==== TASK INPUT ====
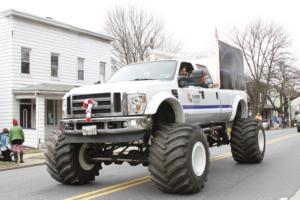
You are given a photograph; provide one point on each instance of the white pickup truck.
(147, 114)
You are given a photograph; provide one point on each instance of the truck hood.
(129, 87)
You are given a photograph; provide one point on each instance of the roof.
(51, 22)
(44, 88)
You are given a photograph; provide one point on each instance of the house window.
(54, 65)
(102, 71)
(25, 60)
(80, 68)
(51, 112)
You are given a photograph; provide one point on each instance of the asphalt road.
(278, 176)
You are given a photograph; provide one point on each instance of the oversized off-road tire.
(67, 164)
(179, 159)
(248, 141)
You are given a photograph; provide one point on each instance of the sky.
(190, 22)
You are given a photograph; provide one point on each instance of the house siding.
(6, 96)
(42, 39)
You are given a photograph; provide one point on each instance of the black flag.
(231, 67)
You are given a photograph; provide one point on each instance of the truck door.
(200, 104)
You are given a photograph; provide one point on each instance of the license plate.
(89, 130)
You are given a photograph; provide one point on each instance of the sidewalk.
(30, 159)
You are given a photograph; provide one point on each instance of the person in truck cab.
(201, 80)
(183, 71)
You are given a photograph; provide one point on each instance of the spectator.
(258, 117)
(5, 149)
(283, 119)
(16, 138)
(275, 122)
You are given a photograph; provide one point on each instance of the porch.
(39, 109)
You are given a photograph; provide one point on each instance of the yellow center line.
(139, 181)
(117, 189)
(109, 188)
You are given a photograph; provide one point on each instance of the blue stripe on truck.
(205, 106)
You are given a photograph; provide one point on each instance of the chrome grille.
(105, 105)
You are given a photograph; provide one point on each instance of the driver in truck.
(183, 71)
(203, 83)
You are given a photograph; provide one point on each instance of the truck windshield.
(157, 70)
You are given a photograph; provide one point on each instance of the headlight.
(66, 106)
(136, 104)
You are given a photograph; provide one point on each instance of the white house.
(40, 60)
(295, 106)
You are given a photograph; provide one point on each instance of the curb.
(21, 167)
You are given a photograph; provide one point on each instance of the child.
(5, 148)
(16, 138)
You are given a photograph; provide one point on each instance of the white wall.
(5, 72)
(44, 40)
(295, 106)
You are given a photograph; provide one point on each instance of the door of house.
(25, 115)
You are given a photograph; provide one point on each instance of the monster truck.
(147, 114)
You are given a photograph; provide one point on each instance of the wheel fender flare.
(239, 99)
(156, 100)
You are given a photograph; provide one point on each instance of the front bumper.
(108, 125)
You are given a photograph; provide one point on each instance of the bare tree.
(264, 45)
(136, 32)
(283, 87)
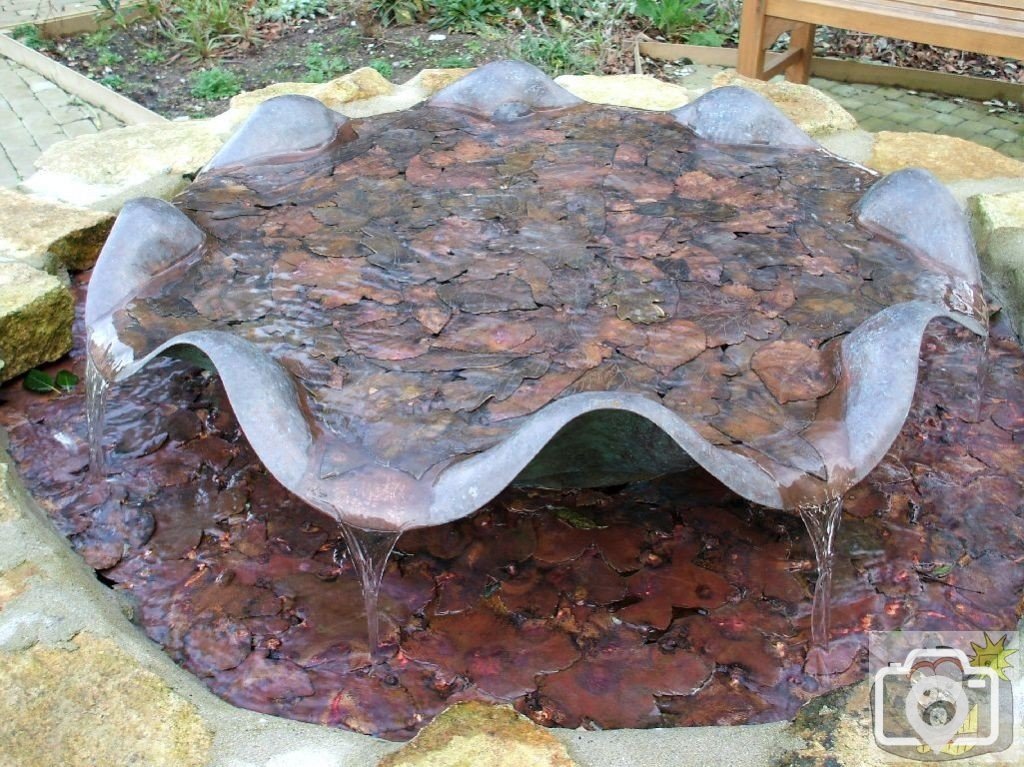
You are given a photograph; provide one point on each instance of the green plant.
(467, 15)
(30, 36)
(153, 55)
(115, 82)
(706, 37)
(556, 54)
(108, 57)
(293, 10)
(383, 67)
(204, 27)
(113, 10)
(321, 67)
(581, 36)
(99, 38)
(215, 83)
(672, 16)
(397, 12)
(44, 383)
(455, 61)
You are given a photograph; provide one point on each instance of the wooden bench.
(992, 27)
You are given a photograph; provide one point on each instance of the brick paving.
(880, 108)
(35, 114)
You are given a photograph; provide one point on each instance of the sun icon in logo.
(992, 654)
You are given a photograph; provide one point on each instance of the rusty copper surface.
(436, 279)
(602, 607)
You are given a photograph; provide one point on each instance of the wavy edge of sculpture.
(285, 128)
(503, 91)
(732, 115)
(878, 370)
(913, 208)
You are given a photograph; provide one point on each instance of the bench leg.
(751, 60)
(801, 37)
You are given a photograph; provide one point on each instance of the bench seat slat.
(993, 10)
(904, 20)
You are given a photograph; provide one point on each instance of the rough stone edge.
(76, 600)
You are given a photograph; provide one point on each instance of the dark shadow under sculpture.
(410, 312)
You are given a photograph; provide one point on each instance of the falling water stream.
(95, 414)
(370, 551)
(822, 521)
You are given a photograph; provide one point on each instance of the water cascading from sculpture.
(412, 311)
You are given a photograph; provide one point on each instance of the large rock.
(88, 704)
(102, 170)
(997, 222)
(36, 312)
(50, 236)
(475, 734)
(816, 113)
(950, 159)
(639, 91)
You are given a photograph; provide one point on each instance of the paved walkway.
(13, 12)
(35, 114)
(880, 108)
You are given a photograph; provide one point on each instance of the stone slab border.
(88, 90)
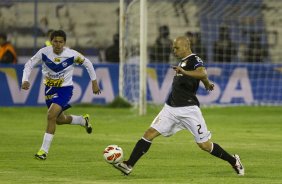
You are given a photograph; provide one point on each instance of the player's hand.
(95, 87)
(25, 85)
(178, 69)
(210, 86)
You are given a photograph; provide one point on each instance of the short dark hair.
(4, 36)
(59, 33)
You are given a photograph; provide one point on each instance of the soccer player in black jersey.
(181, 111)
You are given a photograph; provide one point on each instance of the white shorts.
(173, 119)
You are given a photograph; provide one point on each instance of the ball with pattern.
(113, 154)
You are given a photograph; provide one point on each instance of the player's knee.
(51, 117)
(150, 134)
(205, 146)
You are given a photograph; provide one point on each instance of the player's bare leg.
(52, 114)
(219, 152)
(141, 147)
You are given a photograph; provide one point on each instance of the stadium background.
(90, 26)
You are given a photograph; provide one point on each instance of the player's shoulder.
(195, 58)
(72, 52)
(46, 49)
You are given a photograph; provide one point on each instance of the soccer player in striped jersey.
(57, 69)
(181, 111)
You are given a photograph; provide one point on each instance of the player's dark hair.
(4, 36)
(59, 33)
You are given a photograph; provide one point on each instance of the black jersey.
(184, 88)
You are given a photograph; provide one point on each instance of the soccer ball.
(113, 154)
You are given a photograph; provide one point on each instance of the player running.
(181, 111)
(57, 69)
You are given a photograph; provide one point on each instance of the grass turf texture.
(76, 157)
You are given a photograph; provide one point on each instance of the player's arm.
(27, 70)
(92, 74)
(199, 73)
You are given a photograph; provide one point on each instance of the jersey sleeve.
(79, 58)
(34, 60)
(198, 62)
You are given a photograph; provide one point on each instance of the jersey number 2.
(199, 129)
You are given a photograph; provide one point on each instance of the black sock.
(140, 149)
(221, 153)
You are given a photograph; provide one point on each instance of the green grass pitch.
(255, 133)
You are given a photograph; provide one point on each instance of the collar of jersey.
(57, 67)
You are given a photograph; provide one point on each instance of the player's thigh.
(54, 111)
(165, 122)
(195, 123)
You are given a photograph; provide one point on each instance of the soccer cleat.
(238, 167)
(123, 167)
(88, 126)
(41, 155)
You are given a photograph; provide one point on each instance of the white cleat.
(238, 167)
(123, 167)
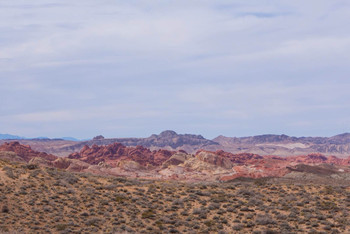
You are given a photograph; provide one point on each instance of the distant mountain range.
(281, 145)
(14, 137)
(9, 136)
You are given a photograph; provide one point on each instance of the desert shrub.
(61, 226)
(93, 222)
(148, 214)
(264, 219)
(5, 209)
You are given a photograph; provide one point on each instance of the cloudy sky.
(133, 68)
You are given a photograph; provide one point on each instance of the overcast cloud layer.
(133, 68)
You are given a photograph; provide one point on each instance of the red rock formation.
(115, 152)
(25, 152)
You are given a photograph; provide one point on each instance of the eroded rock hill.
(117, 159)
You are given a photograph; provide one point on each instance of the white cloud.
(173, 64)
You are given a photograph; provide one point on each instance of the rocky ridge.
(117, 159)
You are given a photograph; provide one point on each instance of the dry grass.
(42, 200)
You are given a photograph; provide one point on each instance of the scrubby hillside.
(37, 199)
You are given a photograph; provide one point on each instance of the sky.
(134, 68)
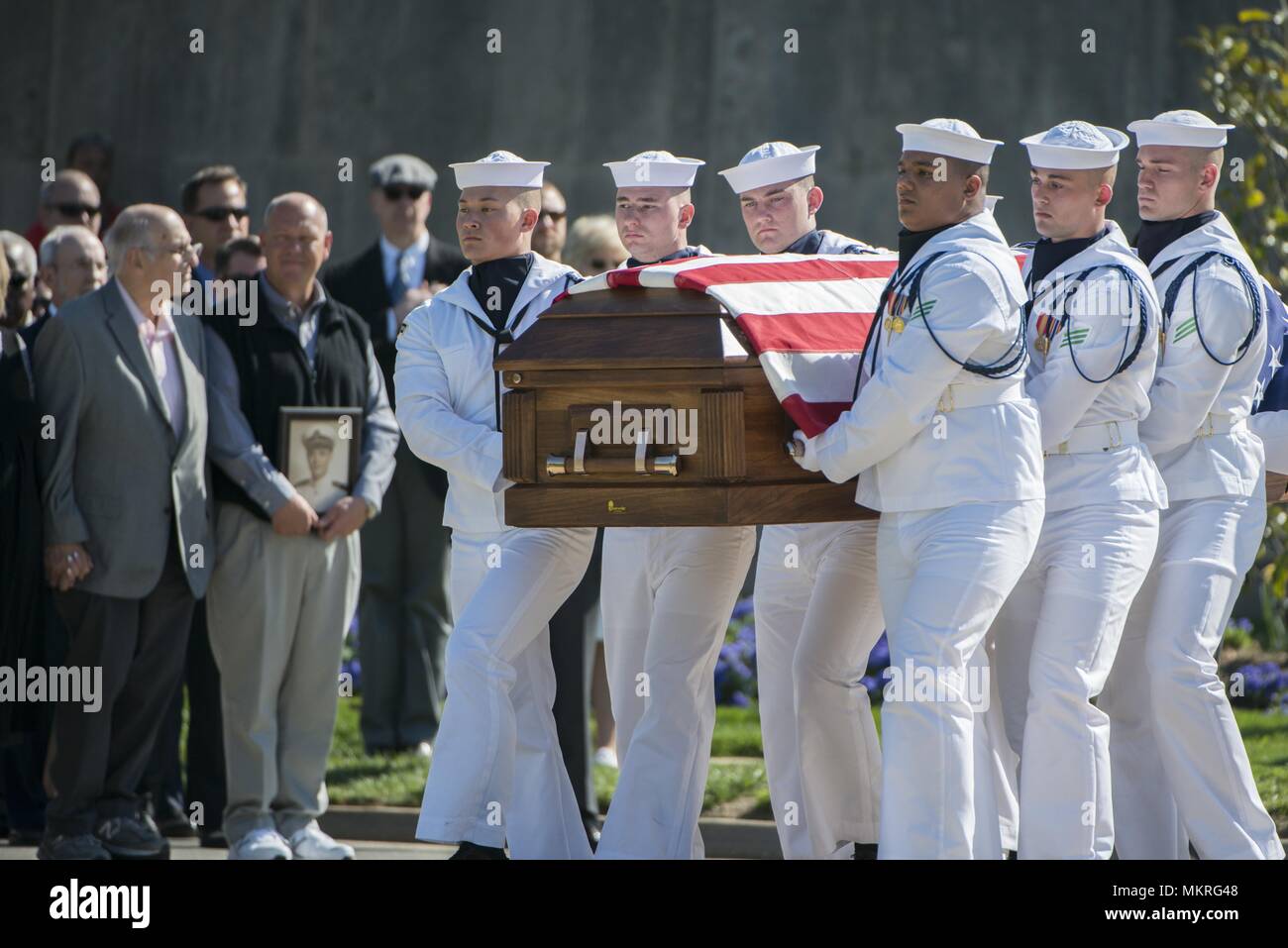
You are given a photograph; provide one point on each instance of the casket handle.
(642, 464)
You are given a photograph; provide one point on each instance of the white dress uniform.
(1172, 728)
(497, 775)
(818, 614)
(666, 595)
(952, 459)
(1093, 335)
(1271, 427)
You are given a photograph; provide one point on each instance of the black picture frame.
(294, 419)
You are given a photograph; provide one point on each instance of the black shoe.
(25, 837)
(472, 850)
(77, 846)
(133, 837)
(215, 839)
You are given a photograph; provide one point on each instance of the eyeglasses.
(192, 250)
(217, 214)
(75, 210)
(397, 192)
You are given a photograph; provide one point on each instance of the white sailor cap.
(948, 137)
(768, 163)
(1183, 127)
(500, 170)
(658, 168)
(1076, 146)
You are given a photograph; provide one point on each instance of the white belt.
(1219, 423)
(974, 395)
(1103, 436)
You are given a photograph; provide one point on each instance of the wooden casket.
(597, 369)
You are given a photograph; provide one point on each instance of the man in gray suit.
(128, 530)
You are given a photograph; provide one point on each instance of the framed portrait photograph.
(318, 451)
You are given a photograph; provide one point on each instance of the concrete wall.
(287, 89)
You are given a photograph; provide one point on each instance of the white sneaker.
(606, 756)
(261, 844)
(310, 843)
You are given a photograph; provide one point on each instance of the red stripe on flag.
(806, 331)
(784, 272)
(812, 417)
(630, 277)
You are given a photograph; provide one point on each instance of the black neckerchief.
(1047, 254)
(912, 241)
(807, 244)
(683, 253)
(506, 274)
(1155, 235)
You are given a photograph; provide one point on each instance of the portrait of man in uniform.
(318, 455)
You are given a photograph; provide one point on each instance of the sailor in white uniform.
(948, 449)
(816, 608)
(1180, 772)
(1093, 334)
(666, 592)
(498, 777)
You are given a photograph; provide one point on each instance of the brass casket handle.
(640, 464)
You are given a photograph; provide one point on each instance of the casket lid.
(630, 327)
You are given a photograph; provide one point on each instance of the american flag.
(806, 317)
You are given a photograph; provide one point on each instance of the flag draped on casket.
====
• _ACTIVITY_
Word for word, copy the line containing "in white uniform." and each line after it to the end of the records, and nothing besides.

• _TASK SOLUTION_
You are given a photograph; provide one point on each instance of the sailor in white uniform.
(948, 449)
(816, 608)
(1180, 772)
(1093, 334)
(666, 592)
(498, 777)
You are given a photograph; provide one point on each instance of the brass casket handle.
(640, 464)
You are given a photograph; provide one point on each instance of the casket lid.
(630, 327)
You are given a photograph; provide one point on each instance of the american flag.
(806, 317)
You are given a photograph; provide one point on each instance of the flag draped on casket.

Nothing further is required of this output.